# Records provided
Start
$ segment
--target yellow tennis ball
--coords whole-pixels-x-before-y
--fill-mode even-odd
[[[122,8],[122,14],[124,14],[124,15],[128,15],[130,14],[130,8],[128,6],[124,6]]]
End
# To be done
Reproduce every line of the records above verbatim, with no changes.

# Correct output
$ segment
--target yellow tennis ball
--coords whole-pixels-x-before-y
--fill-mode even-odd
[[[122,8],[122,14],[124,14],[124,15],[128,15],[130,14],[130,8],[128,6],[124,6]]]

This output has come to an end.